= Exercise directions =
Copy everything from the start of the rows down to and including the line that contains "[[144, 83]]", requests included. Shift every coordinate in the answers by adding 45 to it.
-=-=-=-=-
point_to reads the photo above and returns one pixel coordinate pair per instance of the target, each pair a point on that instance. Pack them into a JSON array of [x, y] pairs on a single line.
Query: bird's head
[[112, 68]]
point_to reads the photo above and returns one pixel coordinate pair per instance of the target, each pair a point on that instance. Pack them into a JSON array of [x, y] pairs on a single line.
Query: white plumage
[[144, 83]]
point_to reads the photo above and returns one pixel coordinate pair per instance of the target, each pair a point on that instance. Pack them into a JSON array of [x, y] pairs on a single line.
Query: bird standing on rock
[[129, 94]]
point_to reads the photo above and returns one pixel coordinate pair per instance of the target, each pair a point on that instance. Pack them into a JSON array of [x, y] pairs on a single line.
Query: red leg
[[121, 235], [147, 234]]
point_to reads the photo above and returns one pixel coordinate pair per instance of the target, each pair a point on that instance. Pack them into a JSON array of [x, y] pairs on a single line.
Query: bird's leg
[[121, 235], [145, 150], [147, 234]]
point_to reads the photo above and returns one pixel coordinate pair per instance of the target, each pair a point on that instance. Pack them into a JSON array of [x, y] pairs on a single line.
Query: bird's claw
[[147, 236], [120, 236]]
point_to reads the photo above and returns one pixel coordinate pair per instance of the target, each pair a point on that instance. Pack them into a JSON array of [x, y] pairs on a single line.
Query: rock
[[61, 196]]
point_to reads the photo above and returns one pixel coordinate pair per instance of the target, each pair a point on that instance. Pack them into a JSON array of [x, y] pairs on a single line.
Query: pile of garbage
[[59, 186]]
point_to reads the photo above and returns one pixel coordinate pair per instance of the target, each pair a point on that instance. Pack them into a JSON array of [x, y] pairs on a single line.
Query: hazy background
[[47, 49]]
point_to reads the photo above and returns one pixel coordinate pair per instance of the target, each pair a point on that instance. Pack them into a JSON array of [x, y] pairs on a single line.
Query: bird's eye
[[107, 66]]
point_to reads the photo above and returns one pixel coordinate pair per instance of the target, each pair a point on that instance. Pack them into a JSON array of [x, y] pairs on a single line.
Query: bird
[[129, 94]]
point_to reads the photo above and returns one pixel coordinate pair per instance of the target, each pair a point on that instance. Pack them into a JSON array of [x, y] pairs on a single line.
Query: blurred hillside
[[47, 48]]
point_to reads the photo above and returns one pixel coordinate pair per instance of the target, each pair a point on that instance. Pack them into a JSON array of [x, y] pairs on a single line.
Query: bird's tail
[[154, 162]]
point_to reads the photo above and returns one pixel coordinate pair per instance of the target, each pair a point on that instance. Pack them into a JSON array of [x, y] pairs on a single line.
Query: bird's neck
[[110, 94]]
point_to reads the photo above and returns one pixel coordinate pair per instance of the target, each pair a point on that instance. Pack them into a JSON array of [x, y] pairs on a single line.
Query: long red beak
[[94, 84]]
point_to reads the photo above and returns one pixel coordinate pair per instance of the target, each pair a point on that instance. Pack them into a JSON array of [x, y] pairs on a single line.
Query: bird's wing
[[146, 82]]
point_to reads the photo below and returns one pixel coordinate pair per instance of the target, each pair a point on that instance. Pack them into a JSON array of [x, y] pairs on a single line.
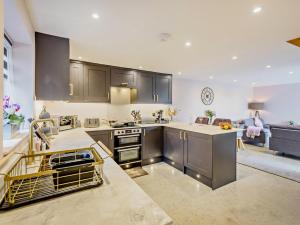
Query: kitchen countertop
[[194, 127], [118, 201]]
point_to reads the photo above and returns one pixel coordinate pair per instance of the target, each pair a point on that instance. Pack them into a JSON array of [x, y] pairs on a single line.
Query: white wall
[[281, 102], [19, 28], [1, 69], [230, 100]]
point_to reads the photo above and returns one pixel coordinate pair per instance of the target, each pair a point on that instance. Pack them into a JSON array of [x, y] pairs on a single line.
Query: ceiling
[[127, 34]]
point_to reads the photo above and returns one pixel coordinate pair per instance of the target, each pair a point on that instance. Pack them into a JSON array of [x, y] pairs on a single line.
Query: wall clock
[[207, 96]]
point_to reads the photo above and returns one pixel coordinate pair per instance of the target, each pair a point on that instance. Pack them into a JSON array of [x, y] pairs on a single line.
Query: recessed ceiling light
[[257, 9], [95, 16], [188, 44]]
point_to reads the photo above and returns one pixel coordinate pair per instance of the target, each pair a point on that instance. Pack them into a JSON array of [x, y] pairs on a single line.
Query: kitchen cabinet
[[198, 152], [173, 147], [105, 136], [145, 87], [154, 88], [152, 145], [89, 82], [121, 77], [76, 82], [51, 67], [96, 83], [163, 88]]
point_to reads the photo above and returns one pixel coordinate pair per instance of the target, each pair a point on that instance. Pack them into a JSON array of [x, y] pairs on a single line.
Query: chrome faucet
[[31, 135]]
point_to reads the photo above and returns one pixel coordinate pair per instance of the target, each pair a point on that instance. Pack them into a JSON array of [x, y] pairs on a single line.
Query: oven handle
[[126, 136], [128, 146], [127, 149]]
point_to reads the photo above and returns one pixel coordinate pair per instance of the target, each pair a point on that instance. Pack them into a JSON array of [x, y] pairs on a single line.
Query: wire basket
[[51, 174]]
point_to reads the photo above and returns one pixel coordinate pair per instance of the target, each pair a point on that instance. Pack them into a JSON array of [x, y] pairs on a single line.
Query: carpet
[[268, 161], [136, 172]]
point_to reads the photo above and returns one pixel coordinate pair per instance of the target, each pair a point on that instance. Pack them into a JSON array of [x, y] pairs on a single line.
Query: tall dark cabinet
[[96, 83], [152, 142], [51, 67]]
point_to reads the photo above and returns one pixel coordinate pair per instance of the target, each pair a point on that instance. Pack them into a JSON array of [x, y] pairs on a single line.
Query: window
[[7, 67]]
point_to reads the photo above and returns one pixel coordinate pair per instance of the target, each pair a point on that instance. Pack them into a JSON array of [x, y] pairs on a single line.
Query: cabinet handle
[[71, 89]]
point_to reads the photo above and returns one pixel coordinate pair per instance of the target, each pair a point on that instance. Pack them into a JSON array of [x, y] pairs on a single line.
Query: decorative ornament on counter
[[207, 96]]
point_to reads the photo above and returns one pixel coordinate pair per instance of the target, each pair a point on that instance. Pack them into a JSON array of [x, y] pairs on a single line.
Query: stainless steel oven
[[127, 146]]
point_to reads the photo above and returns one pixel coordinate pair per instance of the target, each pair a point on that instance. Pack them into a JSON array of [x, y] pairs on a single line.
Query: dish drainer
[[26, 183]]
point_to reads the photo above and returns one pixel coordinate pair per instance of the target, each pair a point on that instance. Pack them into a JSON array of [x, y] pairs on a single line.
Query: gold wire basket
[[51, 174]]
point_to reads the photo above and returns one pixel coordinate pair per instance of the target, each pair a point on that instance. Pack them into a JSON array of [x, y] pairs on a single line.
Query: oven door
[[127, 155], [127, 140]]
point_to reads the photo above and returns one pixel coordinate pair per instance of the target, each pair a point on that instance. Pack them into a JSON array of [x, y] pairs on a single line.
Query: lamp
[[256, 105]]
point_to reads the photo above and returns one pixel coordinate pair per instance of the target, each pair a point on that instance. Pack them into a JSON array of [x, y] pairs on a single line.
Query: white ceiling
[[127, 34]]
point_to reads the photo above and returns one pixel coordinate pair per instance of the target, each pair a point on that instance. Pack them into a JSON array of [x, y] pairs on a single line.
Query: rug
[[268, 161], [136, 172]]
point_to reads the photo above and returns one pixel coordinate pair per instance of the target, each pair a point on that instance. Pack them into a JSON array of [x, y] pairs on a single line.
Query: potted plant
[[210, 114], [11, 119]]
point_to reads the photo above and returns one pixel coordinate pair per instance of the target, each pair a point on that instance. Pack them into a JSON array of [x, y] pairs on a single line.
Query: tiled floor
[[256, 198]]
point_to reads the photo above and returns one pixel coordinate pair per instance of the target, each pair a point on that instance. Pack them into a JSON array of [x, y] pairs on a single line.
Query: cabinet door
[[145, 87], [96, 83], [123, 77], [106, 137], [173, 145], [51, 67], [152, 142], [76, 81], [163, 88], [198, 153]]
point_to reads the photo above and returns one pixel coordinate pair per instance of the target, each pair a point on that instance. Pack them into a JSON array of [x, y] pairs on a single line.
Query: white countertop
[[194, 127], [118, 201]]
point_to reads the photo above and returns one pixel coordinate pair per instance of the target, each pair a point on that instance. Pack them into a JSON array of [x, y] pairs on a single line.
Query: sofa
[[285, 139], [262, 139]]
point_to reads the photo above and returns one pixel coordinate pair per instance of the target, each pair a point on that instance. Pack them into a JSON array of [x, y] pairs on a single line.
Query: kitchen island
[[118, 201]]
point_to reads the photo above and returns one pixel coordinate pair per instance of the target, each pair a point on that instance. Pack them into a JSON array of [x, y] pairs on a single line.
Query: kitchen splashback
[[97, 110]]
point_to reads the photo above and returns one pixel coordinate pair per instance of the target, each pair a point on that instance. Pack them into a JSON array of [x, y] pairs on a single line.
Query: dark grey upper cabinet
[[51, 67], [198, 153], [145, 87], [76, 82], [163, 88], [173, 146], [96, 83], [121, 77], [152, 142]]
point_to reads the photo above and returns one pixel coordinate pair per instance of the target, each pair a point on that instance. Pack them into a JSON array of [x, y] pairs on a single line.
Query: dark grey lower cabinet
[[152, 142], [105, 136], [173, 147], [211, 159]]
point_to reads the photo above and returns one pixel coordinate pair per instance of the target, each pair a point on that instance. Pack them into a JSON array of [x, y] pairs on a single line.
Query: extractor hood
[[123, 95]]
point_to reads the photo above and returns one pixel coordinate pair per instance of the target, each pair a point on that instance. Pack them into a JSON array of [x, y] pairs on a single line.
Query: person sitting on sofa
[[254, 131]]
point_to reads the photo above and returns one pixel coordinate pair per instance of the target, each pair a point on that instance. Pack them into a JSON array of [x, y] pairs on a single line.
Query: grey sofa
[[285, 139], [262, 139]]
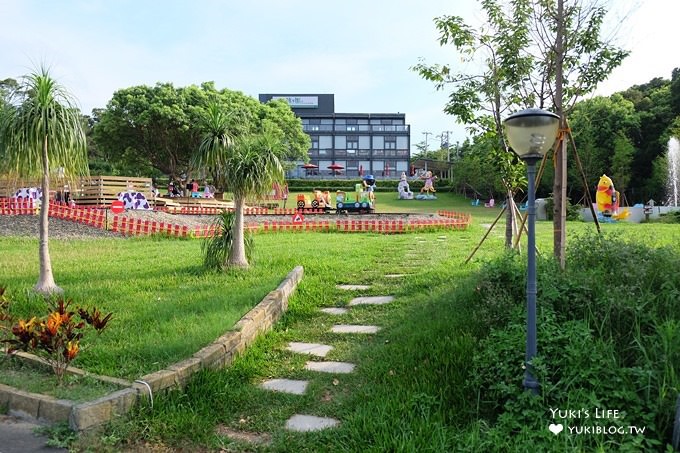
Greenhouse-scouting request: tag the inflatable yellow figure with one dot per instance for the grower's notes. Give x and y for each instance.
(607, 197)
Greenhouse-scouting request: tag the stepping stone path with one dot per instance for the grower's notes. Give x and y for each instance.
(330, 367)
(334, 310)
(319, 350)
(371, 300)
(306, 423)
(286, 386)
(353, 287)
(346, 328)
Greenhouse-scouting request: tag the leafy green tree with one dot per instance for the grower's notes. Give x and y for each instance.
(40, 131)
(278, 118)
(622, 160)
(481, 100)
(144, 127)
(158, 128)
(250, 165)
(596, 123)
(533, 53)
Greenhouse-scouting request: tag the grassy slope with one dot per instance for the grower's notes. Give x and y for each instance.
(405, 394)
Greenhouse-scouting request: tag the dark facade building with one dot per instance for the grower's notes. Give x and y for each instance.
(361, 143)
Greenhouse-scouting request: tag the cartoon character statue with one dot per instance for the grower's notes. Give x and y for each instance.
(369, 186)
(429, 183)
(428, 187)
(403, 188)
(607, 197)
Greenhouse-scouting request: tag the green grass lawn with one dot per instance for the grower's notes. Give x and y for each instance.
(166, 308)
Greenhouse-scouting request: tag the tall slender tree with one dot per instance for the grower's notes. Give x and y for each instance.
(40, 132)
(532, 53)
(249, 164)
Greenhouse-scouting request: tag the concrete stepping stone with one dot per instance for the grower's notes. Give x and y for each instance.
(348, 328)
(306, 423)
(330, 367)
(286, 386)
(353, 287)
(319, 350)
(371, 300)
(334, 310)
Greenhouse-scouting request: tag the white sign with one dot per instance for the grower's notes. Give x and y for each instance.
(300, 102)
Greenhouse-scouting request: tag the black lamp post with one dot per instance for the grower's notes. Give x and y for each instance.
(531, 133)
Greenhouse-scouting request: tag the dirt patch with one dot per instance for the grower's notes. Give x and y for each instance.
(243, 436)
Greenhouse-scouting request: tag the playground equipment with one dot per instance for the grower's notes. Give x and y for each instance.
(607, 198)
(404, 189)
(428, 187)
(319, 200)
(360, 201)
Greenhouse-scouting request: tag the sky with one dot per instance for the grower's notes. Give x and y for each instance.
(361, 51)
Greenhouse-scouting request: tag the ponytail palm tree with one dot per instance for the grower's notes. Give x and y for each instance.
(249, 164)
(41, 129)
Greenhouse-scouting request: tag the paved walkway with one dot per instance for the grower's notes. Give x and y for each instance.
(305, 422)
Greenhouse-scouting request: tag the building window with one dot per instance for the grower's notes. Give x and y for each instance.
(340, 142)
(325, 141)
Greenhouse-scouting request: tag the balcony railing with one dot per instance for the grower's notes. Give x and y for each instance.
(355, 128)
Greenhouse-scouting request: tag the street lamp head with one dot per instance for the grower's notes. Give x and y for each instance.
(531, 132)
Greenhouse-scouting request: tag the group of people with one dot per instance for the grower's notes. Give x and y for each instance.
(191, 190)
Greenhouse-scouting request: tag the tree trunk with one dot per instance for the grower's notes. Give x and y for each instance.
(509, 220)
(46, 284)
(560, 183)
(237, 255)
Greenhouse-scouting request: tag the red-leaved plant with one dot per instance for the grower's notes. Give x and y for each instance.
(55, 338)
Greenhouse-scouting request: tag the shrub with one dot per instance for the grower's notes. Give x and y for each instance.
(608, 337)
(56, 337)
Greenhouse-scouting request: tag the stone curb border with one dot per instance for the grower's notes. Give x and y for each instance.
(218, 354)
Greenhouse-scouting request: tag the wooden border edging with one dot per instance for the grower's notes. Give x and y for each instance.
(218, 354)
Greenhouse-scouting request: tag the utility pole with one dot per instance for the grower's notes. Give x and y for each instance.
(426, 134)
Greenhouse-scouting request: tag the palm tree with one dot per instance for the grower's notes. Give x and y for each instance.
(41, 129)
(249, 164)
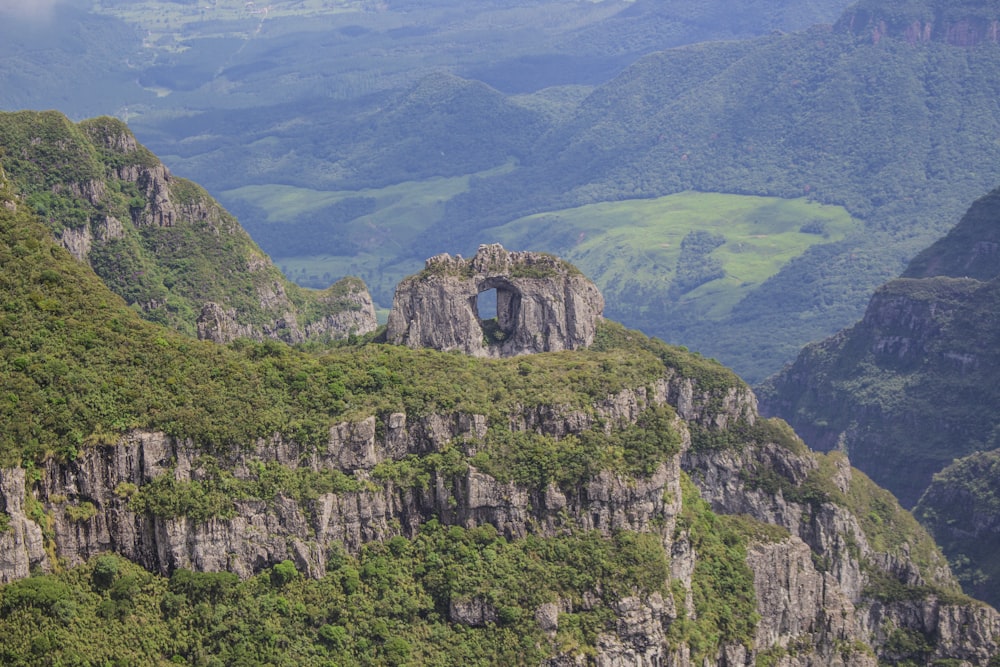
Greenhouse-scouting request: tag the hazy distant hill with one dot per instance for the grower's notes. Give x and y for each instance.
(913, 386)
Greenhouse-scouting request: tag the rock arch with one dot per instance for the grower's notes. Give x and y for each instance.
(543, 305)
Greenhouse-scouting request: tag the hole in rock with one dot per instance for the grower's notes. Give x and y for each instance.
(486, 304)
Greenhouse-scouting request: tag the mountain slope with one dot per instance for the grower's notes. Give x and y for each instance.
(900, 134)
(916, 380)
(411, 504)
(161, 242)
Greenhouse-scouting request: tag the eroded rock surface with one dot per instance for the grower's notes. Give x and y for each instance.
(543, 304)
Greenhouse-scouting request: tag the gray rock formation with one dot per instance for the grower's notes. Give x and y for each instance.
(543, 305)
(811, 583)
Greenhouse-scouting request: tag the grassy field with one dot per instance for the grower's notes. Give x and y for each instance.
(403, 212)
(625, 247)
(635, 244)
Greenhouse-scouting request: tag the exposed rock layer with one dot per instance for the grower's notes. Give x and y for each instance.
(542, 303)
(810, 586)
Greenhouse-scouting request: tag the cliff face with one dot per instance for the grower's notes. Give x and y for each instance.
(542, 303)
(818, 581)
(745, 547)
(961, 508)
(960, 24)
(161, 242)
(915, 380)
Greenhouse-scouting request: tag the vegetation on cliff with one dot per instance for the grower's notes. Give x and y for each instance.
(915, 381)
(159, 242)
(961, 508)
(79, 369)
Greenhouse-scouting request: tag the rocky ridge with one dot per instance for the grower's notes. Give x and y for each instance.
(915, 380)
(816, 585)
(543, 305)
(161, 242)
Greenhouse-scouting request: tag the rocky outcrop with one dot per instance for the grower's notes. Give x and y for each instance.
(21, 544)
(811, 584)
(164, 245)
(543, 305)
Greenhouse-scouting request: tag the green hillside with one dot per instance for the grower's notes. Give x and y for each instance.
(912, 387)
(160, 242)
(78, 368)
(961, 509)
(264, 428)
(897, 131)
(697, 253)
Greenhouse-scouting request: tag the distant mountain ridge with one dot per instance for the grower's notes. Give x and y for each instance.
(160, 242)
(912, 388)
(964, 23)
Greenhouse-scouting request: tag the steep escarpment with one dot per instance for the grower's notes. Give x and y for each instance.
(915, 382)
(963, 23)
(160, 242)
(961, 508)
(623, 503)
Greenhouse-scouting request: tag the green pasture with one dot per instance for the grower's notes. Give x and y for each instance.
(629, 248)
(635, 245)
(403, 212)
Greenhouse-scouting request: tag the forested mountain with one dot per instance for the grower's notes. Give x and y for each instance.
(183, 501)
(893, 126)
(913, 386)
(899, 133)
(160, 242)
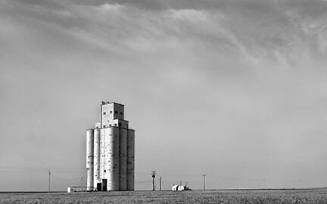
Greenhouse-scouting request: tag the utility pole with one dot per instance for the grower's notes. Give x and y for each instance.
(49, 181)
(153, 176)
(204, 182)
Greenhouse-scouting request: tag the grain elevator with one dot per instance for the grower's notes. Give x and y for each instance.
(110, 151)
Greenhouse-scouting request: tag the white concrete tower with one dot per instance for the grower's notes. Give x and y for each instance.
(112, 151)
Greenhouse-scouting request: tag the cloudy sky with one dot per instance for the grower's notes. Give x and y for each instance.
(236, 89)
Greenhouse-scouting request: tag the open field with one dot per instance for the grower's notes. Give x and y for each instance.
(213, 196)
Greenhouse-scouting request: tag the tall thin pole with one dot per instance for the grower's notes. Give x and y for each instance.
(49, 181)
(153, 176)
(204, 182)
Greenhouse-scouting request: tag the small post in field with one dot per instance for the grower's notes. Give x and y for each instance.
(204, 182)
(153, 176)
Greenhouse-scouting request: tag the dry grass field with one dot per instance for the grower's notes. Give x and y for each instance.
(214, 196)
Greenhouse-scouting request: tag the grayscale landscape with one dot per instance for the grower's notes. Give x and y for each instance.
(163, 101)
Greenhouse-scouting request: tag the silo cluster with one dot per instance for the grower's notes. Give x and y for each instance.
(110, 151)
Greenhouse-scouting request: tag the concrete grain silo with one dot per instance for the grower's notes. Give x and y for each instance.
(96, 162)
(130, 159)
(110, 151)
(89, 158)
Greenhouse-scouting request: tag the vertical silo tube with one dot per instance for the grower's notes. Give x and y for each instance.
(96, 169)
(89, 159)
(111, 152)
(123, 159)
(116, 163)
(130, 159)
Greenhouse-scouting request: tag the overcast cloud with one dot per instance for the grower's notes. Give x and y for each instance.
(234, 89)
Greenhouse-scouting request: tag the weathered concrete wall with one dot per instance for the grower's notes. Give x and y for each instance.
(123, 159)
(109, 162)
(97, 156)
(130, 159)
(89, 158)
-=-=-=-=-
= Finished task =
point_to reads the photo above and returns one pixel coordinate pair per instance of the target, each pair a point on that instance. Pack them into a JSON array of [x, y] pairs on a single line.
Query: bird's head
[[157, 113]]
point_to reads the photo above and returns one pixel coordinate pair per instance of the target, each pair a point on that instance. Pack them into a JSON array of [x, y] pairs on a single line.
Query: white plumage
[[189, 128]]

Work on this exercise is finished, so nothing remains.